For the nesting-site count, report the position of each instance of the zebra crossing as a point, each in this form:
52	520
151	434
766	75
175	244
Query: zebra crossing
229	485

DIRECTIONS FOR THIS TASK: Copy the rows above line for line, with no changes.

ANSWER TO THIS EXERCISE:
For the nesting-site count, report the position of each instance of the zebra crossing as a point, each in this form:
52	520
151	434
766	75
175	244
Query: zebra crossing
229	485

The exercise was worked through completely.